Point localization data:
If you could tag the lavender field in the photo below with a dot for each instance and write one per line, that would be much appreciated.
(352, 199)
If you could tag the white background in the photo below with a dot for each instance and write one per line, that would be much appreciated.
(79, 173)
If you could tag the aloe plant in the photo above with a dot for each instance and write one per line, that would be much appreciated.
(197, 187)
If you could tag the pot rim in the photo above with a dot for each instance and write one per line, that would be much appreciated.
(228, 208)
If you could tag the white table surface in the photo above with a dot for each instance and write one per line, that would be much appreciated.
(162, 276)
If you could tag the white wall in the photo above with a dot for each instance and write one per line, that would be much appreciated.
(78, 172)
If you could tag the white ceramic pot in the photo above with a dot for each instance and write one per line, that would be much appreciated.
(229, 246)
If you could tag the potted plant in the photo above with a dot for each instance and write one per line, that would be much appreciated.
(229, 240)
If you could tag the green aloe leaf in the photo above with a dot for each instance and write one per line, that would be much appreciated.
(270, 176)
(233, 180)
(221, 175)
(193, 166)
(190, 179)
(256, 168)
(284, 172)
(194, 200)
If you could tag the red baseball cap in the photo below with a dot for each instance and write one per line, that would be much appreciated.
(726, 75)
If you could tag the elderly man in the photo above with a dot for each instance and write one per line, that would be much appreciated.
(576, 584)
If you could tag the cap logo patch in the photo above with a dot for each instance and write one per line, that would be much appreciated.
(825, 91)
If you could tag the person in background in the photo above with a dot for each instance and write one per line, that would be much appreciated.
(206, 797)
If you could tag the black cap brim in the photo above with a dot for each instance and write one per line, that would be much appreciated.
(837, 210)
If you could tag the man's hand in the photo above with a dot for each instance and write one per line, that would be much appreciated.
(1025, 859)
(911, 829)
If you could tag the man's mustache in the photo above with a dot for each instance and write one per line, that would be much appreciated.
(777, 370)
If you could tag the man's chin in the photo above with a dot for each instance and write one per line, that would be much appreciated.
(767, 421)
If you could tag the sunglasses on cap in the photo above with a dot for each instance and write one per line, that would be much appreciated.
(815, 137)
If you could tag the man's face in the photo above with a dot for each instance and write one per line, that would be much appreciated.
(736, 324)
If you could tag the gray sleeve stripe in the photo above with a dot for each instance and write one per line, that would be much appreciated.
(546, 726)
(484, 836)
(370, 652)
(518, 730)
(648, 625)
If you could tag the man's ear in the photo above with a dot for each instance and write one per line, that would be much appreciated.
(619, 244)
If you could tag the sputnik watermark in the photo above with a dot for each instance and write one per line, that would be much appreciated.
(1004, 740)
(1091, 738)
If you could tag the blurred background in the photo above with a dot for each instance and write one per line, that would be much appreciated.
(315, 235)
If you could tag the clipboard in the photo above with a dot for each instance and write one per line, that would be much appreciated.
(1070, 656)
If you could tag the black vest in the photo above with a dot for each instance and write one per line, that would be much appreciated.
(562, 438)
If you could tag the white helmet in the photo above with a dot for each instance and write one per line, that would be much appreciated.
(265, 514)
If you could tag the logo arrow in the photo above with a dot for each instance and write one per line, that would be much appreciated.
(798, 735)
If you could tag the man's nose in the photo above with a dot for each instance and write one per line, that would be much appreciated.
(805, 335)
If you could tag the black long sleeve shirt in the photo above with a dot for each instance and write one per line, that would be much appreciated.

● **WHAT YOU ARE ASKED TO DO**: Repeat the data verbatim.

● **ANSWER**:
If you could tag the lavender field in the photo below with a dot for each instance and write one per line, that would be much appreciated.
(352, 199)
If you could tag the white background in the photo below with a dot for each instance and write one per line, that would be much appreciated.
(79, 173)
If you could tag the aloe plant in the photo above with a dot for each instance and write one per line, that would be much appreciated.
(197, 187)
If you could tag the pot rim in the photo above with a dot for each instance and write one per line, that would be much appreciated.
(228, 208)
If you could tag the white table surface in the photo above with a dot for each instance and write one per line, that would be much appreciated.
(162, 276)
If you could tag the white wall in the photo above with a dot for each instance and write one per line, that would be much appreciated.
(78, 172)
If you could tag the white ceramic pot in the photo above with a dot for each instance and write one per line, that would be much appreciated.
(229, 246)
If you could tag the potted plant in the photo above with a dot for each instance and write one per line, that would be much appreciated.
(229, 240)
If you could tag the green aloe leaf in the photo above with a dot for each instance and write one per line, that would be much appreciated.
(270, 176)
(233, 180)
(221, 175)
(193, 166)
(190, 179)
(256, 168)
(284, 172)
(194, 200)
If you could tag the red baseball cap in the photo below with a dot for each instance and write one per line, that would be much appreciated.
(726, 75)
If you could tag the elderly man in the photo above with a dot for each instance and write one per line, that would be much appreciated.
(576, 584)
If you could tag the cap logo patch in the photo above with a dot for each instance and write one per line, that would be much appreciated.
(825, 91)
If you could tag the person in background in the photo above with a dot for each instance and write one per line, that would be much appreciated.
(206, 797)
If you could tag the black cap brim in the photo above with a dot for each instance and write one per line, that would be much appreciated.
(837, 210)
If you could tag the man's hand in the photo above with a dot for each instance and write one per line, that would be much appreciated.
(1025, 859)
(911, 829)
If you could tag the man's mustache in the photo above with a dot for each instance and write one per line, that would be much appreciated.
(777, 370)
If you could tag the man's chin in the photo above with a dot for each instance and write one per line, that would be much appreciated.
(767, 421)
If you could tag the sunglasses on cap in the photo above with a dot for each instance and write one per line, that would be much appreciated.
(815, 137)
If you could tag the man's face in the photo above with a dot for each instance and write one per line, that would be much appreciated.
(736, 324)
If you could tag the gray sleeve stripe in the photo above with a dot for each instance and write one per line, that would be much appreciated.
(546, 726)
(484, 836)
(370, 652)
(518, 730)
(648, 625)
If you could tag the man's ear in the photo above with a dot for each instance and write one per line, that would be much appreciated.
(619, 244)
If you could tag the sputnik watermark in the photo above with a dot for each instance and write one per line, that would be much appreciated.
(1004, 740)
(1091, 738)
If you could tag the blurred background in the photo above with a dot for each instance and write one per line, that would be much appreciated.
(315, 235)
If you could tag the clipboard in the photo above with a dot for each instance and write one per line, that would be much appreciated.
(1070, 656)
If you could tag the black vest in the photo above with a dot for each instance and write one per line, that would be much appreciated.
(562, 438)
If you could tag the white helmet in the photo above with a dot for each instance and write one per line, that would be much appreciated.
(265, 514)
If you could tag the logo arrow in the photo above with a dot for each instance and write one per line, that would be much appreciated.
(798, 735)
If you could tag the man's nose in the photo above with a dot for each instance and write one per line, that would be much appreciated.
(805, 335)
If you could tag the black long sleeve shirt in the photo above with a dot for each instance and write one per line, that would be much appreciated.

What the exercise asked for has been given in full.